What the exercise asks -> Reproduce the passage about Pentecost word for word, from "Patricia L. Liberty" to "the front lawn.".

*** Document text ***

Patricia L. Liberty Scriptures: Ezekiel 37:1-14 Acts 2:1-21 Pentecost
is a uniquely church holiday. It is
un-fooled around with in every way. Unlike
the relentless competition Christmas and Easter have with oversized elves and
chocolate bunnies, Pentecost remains the purview of the church. It
was comforting this week to make my way through the grocery store without being
accosted by 10-foot plastic flames to illuminate the front lawn.
I received no cards with cartoon characterizations of wind expressing the
hope that all my Pentecost dreams might come true.
There were no marshmallow clouds or chocolate flames and no expectations
of a Pentecost basket for our son. Our
wider family did not draw names out of a hat and gather for a gift giving party.
And, mercifully, Breathe on Me, Breath of God was not blasting through the Muzak at
Stop and Shop. Pentecost
belongs entirely and uniquely to the church.
I’m not so sure the church knows quite what to do with it but,
nonetheless, the Feast of Pentecost belongs to the wide and weird amalgam of
folks like us who call themselves Christians. Across
the spectrum of Christianity, Pentecost gets a mixed review.

*** Given information ***

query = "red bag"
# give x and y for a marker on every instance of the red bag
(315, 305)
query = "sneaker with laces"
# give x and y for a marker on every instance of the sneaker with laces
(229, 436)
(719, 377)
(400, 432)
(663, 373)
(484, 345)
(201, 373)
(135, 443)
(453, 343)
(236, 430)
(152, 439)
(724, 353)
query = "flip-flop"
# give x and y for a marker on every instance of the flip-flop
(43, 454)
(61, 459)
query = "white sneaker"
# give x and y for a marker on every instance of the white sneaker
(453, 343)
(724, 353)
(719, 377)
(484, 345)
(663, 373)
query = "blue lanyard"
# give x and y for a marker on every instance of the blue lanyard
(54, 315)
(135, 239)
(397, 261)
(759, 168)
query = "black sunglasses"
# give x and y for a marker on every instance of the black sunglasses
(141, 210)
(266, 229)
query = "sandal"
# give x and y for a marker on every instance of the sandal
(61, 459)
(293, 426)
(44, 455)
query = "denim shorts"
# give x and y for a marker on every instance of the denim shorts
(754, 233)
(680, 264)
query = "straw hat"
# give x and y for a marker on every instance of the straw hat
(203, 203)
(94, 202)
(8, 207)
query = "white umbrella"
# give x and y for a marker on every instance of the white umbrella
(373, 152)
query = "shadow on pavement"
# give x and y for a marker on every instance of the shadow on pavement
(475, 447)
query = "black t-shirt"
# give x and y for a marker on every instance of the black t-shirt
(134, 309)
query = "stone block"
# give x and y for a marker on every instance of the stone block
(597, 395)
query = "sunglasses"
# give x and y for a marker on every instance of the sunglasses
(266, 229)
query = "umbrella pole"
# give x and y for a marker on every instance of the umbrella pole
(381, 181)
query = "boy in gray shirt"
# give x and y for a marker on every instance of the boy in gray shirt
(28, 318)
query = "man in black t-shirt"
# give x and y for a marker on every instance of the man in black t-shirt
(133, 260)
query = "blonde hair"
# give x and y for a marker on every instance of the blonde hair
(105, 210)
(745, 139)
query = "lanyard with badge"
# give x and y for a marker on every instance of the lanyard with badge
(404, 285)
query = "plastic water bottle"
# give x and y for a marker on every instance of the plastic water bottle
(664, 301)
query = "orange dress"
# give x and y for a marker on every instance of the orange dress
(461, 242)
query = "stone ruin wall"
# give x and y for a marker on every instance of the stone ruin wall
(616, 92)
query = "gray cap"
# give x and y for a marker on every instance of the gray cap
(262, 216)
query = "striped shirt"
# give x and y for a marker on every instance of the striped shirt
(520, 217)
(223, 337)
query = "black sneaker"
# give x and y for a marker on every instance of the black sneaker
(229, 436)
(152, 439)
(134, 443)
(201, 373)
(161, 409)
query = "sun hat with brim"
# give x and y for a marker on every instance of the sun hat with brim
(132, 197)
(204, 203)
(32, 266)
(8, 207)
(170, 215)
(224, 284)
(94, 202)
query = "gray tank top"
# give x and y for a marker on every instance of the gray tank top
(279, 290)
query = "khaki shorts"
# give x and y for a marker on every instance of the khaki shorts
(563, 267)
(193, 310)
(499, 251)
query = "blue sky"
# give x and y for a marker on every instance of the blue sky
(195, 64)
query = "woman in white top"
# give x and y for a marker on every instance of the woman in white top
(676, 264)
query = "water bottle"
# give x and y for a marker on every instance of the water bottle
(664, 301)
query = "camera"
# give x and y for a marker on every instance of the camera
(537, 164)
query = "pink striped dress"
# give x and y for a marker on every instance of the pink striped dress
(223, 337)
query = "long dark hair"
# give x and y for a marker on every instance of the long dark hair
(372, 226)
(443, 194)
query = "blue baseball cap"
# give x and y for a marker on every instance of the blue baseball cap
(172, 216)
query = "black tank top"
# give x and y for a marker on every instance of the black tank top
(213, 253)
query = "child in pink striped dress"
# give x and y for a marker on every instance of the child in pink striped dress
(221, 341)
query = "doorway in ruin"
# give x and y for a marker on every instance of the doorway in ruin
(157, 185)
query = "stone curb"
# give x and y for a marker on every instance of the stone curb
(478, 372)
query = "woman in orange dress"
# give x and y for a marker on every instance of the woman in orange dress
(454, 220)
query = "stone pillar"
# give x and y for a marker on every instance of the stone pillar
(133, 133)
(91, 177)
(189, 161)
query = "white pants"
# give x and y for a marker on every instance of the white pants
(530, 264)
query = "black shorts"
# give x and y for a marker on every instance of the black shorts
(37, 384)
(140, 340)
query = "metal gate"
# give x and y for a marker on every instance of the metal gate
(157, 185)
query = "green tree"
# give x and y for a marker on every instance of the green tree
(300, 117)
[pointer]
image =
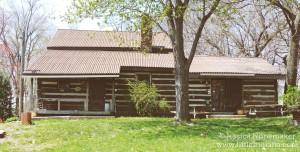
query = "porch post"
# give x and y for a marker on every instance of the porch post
(86, 103)
(113, 106)
(35, 95)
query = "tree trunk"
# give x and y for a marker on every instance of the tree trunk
(182, 96)
(292, 61)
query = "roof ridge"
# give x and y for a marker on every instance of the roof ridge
(103, 31)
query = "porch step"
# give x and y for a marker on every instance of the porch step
(226, 116)
(71, 117)
(223, 113)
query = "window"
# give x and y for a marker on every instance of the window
(144, 77)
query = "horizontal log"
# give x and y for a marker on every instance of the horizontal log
(262, 86)
(63, 99)
(65, 94)
(51, 83)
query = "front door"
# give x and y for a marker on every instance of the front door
(226, 95)
(96, 95)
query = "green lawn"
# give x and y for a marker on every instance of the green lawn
(151, 134)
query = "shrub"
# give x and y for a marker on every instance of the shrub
(5, 98)
(292, 97)
(146, 98)
(11, 119)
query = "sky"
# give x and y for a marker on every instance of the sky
(58, 8)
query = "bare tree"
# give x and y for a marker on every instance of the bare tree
(27, 34)
(254, 31)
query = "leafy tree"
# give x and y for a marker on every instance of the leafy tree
(6, 109)
(146, 98)
(169, 16)
(292, 97)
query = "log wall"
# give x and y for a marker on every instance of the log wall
(72, 94)
(62, 94)
(199, 91)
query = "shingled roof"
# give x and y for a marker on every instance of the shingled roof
(97, 62)
(104, 39)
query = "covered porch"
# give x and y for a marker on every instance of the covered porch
(72, 96)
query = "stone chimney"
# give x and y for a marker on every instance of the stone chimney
(146, 34)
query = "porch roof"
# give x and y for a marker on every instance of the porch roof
(97, 63)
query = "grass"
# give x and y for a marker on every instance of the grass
(151, 134)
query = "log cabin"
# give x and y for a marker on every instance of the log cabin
(87, 72)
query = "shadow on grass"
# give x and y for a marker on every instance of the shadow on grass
(209, 128)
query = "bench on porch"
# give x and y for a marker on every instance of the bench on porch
(70, 100)
(265, 110)
(194, 112)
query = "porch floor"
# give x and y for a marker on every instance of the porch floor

***

Exercise result ->
Patricia L. Liberty Scriptures: Ezekiel 37:1-14 Acts 2:1-21 Pentecost
is a uniquely church holiday. It is
un-fooled around with in every way. Unlike
the relentless competition Christmas and Easter have with oversized elves and
chocolate bunnies, Pentecost remains the purview of the church. It
was comforting this week to make my way through the grocery store without being
accosted by 10-foot plastic flames to illuminate the front lawn.